Exercise: Copy the lines exactly. Begin at the first line of the data and stop after the line with "Can you find the green glazed".
▬▬▬▬▬▬▬▬▬▬
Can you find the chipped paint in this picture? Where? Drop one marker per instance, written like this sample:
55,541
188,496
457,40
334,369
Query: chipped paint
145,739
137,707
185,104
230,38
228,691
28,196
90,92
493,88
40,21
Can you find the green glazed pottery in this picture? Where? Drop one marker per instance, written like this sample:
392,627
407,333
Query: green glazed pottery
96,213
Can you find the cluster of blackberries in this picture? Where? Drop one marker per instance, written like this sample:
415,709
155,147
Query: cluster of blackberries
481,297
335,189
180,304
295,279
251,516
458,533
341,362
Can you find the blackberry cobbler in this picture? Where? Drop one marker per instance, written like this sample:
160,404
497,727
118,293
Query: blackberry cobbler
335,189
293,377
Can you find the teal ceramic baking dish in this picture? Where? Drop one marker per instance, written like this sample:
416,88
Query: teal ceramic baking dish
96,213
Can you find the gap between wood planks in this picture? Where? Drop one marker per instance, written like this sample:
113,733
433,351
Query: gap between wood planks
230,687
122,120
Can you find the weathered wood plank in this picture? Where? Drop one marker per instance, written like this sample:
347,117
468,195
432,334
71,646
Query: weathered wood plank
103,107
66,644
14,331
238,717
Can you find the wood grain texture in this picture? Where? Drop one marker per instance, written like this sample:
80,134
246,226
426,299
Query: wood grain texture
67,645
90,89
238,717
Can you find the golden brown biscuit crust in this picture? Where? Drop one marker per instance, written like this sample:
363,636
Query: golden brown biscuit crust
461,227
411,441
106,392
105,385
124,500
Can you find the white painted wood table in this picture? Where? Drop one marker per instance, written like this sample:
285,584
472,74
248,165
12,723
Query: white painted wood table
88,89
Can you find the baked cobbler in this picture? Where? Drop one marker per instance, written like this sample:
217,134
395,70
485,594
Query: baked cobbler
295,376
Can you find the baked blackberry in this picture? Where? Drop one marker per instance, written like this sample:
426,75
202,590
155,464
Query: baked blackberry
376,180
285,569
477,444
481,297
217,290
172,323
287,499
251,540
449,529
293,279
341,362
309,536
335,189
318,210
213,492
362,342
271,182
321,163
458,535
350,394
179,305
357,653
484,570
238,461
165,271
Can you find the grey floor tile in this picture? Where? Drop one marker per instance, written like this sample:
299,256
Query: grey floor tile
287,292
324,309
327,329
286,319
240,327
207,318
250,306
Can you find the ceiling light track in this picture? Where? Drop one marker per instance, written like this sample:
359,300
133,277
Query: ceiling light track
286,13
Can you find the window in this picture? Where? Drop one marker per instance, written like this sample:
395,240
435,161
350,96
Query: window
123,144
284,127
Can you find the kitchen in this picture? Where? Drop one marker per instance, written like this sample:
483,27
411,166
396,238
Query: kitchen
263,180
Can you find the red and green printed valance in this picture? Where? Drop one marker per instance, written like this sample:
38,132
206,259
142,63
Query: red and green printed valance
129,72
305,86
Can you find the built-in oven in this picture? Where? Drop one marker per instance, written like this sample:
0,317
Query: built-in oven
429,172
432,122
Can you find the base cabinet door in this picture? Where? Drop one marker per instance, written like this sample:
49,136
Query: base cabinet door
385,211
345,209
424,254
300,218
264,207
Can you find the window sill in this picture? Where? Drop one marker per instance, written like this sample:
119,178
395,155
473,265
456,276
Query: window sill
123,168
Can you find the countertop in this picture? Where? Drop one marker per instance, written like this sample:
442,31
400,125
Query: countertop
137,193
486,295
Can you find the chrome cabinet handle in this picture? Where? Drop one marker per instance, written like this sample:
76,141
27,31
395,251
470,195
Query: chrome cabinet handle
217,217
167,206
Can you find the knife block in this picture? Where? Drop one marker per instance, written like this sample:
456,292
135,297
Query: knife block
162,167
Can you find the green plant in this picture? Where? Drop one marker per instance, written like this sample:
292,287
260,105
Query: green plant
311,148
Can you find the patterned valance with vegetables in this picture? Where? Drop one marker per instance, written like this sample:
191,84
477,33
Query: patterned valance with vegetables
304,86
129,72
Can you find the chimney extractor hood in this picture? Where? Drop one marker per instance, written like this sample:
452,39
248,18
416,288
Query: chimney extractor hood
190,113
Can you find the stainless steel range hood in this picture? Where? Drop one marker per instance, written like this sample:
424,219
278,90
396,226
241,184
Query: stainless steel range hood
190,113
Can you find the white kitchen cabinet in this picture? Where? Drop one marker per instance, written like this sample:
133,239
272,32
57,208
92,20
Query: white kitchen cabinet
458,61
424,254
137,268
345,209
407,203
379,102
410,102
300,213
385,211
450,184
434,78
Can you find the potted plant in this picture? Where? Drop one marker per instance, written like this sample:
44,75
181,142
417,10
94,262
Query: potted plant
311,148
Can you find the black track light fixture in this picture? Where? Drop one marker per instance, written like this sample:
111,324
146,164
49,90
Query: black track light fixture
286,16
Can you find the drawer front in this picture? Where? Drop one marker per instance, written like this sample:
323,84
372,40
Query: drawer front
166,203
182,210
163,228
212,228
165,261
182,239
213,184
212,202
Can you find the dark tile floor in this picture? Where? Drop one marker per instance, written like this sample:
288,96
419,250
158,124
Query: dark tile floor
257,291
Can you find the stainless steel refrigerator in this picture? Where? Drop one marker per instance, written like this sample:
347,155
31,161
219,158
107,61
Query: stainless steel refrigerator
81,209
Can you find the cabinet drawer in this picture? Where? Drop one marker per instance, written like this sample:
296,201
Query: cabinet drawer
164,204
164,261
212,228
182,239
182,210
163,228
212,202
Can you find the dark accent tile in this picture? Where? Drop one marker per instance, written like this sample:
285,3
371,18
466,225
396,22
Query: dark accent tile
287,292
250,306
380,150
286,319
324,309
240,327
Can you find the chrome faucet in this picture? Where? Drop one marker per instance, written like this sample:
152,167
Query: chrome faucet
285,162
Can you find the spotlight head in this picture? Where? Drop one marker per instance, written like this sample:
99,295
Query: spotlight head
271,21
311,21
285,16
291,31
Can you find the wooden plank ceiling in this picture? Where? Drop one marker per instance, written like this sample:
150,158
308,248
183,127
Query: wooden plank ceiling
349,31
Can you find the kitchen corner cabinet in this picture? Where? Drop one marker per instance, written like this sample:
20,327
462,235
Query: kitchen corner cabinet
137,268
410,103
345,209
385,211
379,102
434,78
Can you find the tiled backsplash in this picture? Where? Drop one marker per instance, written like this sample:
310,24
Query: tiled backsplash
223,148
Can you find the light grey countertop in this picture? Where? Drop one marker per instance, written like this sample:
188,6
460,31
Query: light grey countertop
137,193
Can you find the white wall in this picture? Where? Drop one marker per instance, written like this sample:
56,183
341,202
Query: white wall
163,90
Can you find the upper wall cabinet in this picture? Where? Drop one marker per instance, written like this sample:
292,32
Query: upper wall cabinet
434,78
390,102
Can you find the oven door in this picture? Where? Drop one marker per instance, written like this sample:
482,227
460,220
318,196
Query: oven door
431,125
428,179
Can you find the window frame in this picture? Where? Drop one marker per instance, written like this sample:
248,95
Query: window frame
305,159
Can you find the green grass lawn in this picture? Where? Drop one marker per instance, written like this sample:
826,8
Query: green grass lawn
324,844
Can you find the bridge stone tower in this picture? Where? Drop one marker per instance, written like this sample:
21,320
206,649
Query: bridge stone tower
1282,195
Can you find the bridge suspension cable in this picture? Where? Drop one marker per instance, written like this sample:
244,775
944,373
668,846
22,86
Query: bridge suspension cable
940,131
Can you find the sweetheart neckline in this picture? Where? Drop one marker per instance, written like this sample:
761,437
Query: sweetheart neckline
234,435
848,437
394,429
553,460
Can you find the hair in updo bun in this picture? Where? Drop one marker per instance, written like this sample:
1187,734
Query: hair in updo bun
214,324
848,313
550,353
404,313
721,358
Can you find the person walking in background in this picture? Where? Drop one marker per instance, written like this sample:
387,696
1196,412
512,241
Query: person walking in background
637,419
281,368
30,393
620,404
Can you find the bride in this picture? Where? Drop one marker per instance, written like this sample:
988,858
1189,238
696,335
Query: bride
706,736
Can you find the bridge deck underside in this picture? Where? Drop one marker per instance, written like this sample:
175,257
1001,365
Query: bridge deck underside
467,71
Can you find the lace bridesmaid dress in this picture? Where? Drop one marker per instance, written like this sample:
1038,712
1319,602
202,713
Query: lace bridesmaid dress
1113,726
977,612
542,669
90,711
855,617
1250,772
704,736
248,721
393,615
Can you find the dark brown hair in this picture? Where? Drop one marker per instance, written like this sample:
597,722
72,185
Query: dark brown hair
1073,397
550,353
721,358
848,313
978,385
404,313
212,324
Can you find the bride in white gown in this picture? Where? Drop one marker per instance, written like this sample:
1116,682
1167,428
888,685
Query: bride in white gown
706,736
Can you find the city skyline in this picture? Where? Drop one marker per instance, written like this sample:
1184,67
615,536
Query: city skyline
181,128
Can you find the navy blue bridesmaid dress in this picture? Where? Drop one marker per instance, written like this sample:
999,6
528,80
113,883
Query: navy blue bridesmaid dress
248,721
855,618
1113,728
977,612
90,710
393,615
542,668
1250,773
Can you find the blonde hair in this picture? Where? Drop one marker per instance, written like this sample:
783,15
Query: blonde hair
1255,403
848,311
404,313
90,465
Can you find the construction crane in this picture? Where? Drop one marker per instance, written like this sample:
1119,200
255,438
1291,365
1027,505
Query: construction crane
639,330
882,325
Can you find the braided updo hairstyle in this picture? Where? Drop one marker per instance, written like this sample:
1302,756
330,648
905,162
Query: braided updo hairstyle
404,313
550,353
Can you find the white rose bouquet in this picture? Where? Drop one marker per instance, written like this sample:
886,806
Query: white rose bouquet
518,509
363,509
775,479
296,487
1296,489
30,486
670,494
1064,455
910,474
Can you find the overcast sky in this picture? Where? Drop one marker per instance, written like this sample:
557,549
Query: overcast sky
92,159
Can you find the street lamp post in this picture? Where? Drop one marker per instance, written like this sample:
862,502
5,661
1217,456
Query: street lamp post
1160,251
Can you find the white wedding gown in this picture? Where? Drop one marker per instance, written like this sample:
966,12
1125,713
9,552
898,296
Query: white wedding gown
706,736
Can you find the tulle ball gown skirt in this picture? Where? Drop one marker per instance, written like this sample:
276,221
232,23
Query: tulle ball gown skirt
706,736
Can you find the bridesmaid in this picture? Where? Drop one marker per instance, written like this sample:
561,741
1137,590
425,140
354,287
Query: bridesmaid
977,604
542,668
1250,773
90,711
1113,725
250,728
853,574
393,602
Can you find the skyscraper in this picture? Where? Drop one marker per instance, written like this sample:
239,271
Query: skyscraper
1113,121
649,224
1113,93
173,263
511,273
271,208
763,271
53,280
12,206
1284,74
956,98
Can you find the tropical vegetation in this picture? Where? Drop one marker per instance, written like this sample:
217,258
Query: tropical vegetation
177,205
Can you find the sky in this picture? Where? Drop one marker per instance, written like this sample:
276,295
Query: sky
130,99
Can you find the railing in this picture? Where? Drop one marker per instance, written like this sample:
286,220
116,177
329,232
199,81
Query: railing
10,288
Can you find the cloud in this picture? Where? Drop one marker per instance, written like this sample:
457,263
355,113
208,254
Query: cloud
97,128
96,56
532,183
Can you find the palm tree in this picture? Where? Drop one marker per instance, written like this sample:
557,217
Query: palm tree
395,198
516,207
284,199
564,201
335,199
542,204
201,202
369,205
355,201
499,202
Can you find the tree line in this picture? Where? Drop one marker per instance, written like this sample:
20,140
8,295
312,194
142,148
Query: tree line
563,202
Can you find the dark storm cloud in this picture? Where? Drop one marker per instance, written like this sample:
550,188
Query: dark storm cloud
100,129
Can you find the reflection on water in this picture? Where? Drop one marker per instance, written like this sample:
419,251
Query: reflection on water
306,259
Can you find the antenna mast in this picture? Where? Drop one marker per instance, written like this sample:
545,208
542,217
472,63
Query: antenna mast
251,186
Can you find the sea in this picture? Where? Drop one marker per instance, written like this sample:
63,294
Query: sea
▬▬▬▬▬▬▬▬▬▬
Answer to this problem:
Can you find the chipped paint in this picture? Where? Drop one marker per instance, written like this sample:
55,541
188,496
457,40
334,369
Query: chipped paint
145,739
137,707
185,104
230,38
228,691
28,196
90,92
493,88
40,21
Can you find the green glazed pottery in this picture? Where? Drop one marker per instance, written like this sample:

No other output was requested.